**Exercise details:** Gather every line in the material below that contains the string "chrome", matching case exactly.

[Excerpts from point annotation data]
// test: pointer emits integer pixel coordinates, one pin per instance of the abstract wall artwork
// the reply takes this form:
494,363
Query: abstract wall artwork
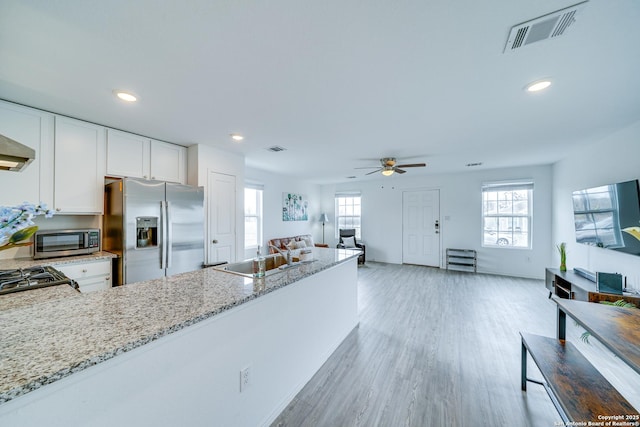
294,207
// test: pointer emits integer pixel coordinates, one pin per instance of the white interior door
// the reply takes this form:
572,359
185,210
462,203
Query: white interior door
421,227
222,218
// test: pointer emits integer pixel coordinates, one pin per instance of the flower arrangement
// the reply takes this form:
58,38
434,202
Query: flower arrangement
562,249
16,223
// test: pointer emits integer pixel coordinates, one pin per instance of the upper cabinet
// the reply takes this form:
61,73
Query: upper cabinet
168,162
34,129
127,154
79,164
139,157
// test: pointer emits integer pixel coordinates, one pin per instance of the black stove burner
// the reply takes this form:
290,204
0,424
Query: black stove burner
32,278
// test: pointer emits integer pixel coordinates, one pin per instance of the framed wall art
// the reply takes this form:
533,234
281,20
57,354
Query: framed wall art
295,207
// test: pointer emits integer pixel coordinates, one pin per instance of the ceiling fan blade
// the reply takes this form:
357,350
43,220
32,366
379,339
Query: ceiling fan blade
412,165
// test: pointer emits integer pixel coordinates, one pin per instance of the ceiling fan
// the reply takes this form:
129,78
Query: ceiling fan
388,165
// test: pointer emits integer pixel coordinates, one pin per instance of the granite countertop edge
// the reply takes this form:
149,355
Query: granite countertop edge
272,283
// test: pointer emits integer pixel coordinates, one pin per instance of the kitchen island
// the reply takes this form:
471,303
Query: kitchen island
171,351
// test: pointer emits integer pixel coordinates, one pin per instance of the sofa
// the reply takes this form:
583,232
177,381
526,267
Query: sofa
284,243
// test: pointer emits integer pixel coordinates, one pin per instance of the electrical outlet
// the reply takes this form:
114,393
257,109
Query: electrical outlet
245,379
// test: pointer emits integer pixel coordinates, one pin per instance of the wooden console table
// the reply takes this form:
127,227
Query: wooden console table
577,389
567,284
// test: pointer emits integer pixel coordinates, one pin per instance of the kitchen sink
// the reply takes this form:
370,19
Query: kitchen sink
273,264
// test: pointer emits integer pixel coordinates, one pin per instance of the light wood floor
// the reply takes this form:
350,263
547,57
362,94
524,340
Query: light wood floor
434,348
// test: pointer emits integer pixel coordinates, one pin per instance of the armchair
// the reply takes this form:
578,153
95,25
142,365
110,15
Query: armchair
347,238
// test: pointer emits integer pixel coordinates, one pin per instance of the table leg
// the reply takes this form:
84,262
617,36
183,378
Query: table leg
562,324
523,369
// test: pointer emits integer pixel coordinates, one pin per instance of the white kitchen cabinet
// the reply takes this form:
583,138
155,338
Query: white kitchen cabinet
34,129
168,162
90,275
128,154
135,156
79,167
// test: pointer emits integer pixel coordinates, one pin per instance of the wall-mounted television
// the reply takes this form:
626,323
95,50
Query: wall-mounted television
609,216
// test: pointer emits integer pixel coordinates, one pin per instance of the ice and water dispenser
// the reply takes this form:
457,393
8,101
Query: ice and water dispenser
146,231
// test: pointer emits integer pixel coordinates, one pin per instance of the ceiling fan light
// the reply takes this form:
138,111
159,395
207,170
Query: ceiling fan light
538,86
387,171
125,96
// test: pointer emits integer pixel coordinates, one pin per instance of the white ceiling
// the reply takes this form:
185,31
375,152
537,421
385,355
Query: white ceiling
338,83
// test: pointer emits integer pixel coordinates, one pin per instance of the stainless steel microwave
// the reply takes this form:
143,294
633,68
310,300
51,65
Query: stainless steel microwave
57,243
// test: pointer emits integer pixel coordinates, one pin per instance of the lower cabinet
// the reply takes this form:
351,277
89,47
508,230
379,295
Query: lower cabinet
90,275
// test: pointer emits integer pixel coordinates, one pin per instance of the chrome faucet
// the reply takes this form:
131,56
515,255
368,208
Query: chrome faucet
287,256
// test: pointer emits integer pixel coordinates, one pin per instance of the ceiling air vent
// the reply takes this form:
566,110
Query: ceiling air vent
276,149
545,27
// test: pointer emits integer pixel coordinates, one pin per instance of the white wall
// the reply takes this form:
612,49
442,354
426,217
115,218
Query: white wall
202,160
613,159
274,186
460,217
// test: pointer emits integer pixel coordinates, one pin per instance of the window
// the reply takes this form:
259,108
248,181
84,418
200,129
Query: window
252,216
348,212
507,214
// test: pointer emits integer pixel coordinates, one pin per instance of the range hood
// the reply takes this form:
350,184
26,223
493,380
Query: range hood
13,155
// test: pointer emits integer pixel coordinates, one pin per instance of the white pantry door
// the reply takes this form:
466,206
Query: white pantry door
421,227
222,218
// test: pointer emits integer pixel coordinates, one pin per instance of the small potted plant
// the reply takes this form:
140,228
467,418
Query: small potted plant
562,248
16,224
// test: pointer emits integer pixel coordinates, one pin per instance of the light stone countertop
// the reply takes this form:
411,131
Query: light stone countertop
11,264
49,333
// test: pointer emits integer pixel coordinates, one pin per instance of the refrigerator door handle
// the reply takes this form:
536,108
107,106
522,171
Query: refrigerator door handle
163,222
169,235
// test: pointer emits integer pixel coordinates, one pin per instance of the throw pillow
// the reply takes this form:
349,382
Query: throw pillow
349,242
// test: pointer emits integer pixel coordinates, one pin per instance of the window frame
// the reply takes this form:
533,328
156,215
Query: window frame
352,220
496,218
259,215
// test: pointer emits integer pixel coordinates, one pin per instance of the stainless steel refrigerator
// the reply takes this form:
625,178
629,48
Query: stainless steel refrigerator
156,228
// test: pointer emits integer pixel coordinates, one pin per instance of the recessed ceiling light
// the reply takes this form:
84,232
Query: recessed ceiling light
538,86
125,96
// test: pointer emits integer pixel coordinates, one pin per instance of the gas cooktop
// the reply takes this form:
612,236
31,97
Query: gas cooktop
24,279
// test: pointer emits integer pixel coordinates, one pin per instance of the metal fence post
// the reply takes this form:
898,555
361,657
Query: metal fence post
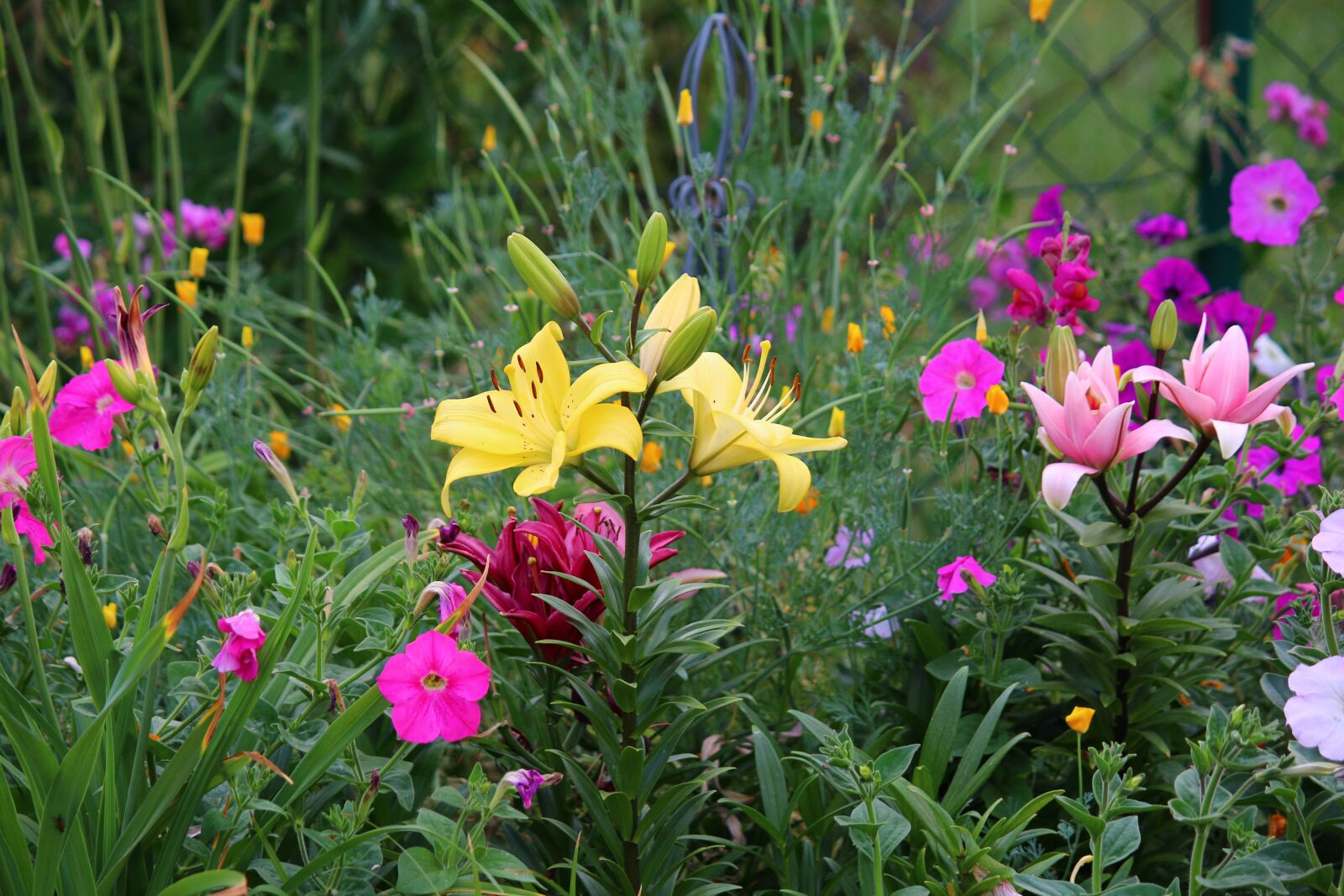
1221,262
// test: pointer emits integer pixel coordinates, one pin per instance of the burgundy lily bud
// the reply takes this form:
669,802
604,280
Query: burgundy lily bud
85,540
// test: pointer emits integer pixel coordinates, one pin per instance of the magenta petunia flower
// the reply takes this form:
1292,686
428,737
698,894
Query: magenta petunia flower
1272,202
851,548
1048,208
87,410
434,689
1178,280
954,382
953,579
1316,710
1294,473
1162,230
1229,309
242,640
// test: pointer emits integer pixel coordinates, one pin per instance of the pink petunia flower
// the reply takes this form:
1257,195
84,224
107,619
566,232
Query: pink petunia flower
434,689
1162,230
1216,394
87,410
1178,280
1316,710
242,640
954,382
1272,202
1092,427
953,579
---
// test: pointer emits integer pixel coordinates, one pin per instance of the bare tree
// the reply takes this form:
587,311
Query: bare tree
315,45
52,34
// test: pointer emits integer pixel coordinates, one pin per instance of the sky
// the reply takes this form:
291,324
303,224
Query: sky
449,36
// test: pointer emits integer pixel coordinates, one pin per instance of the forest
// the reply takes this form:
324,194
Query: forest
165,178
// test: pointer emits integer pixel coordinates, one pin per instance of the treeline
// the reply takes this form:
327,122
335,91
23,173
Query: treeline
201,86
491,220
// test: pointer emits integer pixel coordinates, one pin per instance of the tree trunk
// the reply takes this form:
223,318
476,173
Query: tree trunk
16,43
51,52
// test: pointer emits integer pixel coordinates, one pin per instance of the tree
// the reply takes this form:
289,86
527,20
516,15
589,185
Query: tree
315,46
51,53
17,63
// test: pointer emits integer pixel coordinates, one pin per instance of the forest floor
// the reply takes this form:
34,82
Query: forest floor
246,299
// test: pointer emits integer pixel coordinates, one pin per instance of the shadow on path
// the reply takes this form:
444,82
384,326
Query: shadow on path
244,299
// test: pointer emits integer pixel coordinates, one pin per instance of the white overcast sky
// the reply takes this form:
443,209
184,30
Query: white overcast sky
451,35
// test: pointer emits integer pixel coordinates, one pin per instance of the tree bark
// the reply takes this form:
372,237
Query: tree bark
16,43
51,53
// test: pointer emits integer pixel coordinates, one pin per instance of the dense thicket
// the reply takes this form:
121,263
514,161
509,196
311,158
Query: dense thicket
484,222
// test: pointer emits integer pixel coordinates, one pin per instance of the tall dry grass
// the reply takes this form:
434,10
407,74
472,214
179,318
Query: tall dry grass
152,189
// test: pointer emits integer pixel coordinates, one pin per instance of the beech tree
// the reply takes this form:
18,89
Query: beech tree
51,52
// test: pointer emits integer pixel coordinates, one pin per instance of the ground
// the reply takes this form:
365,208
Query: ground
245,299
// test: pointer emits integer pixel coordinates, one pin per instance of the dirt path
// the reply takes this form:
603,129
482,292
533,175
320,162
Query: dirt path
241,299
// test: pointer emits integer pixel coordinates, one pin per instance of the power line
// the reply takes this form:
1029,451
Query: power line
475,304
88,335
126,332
...
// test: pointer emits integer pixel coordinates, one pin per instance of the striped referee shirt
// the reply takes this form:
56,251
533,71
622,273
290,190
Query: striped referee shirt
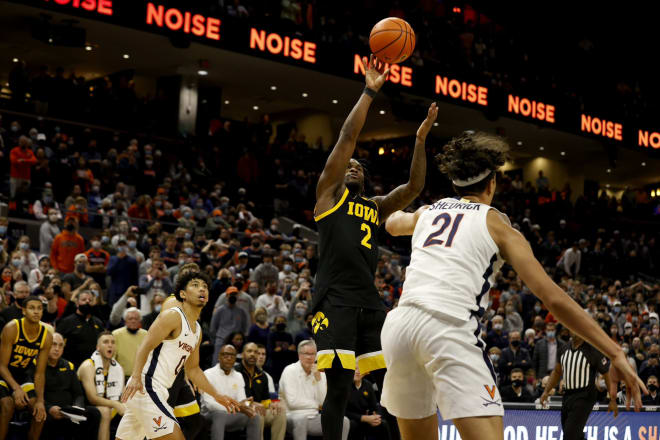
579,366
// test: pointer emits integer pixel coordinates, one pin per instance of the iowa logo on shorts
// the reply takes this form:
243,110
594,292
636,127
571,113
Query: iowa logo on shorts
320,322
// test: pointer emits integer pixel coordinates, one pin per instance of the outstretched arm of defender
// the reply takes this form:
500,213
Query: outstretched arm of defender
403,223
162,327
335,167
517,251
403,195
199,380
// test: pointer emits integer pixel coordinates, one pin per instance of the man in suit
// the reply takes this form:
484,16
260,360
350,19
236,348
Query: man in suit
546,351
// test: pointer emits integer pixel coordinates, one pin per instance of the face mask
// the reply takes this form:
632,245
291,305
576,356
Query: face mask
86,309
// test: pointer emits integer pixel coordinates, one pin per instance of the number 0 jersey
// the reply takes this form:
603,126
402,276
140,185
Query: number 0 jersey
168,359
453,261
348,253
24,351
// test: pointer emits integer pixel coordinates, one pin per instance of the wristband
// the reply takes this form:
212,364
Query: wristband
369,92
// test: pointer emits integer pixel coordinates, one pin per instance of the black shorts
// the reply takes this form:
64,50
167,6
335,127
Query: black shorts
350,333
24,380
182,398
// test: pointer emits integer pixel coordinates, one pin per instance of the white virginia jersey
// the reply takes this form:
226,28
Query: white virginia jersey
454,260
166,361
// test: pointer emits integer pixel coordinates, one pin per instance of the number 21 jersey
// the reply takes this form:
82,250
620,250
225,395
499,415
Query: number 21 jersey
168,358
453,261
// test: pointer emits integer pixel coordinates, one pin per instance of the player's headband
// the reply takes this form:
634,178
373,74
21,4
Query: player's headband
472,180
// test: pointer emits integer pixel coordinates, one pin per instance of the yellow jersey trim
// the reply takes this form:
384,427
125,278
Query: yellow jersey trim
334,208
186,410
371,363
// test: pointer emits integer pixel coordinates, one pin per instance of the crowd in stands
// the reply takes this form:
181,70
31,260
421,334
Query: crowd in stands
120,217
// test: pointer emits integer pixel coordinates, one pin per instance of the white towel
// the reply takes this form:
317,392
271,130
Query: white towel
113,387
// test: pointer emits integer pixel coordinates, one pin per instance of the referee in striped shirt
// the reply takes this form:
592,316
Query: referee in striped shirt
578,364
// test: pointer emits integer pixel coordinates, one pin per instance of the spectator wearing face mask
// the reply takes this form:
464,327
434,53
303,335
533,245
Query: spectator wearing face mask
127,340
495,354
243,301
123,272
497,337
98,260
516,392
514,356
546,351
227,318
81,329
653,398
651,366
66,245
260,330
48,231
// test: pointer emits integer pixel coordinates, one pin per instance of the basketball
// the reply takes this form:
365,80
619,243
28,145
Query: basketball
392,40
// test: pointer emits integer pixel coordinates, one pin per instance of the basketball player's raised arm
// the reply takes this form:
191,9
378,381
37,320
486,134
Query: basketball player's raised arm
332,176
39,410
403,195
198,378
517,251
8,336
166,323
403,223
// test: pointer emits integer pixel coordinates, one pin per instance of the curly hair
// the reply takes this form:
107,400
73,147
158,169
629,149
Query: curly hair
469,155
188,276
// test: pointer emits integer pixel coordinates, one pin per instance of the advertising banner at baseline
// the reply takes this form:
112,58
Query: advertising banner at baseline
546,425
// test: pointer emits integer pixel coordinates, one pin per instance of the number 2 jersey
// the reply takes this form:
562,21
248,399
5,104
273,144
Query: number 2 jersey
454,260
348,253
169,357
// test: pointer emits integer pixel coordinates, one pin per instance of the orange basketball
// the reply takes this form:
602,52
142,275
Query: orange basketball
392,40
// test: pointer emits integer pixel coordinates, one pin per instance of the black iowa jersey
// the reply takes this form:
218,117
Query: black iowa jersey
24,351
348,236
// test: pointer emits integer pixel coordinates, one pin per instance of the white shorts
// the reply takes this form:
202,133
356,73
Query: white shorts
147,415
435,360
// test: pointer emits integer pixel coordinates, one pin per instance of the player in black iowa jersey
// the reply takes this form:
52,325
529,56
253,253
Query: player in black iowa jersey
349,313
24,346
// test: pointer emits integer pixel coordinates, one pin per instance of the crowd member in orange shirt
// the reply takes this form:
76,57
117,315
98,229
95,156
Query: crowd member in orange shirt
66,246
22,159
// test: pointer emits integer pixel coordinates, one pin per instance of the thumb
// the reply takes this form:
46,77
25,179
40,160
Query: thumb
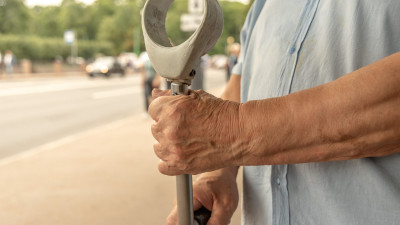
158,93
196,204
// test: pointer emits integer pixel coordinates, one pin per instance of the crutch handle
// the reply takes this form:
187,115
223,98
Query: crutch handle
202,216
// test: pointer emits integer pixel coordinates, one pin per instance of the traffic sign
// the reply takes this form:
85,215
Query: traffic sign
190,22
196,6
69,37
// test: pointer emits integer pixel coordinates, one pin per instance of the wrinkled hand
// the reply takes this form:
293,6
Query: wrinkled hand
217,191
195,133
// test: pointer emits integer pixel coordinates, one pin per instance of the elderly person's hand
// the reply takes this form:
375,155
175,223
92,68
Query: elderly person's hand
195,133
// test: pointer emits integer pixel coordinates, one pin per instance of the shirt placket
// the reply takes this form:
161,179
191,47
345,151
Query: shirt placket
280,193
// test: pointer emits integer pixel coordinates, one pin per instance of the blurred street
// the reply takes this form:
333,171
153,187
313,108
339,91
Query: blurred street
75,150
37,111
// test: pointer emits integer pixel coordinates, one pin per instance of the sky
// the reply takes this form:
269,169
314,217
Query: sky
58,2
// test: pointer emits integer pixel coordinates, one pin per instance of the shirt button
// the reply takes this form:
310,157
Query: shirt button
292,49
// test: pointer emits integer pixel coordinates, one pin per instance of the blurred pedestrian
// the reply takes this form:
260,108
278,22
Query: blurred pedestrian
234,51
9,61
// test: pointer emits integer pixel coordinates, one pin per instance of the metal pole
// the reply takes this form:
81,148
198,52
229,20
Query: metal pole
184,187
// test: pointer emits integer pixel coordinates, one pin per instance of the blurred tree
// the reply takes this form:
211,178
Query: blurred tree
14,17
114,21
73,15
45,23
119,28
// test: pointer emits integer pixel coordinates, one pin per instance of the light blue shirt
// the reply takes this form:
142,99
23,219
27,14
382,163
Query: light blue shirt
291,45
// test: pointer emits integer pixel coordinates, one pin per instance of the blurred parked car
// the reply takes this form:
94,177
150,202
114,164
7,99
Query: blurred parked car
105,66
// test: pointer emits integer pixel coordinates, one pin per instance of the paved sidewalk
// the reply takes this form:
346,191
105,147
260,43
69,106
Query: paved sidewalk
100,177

**Answer to this exercise:**
// test: pointer emits integer pixel coordinates, one pin per instance of the chrome faucet
Query: chrome faucet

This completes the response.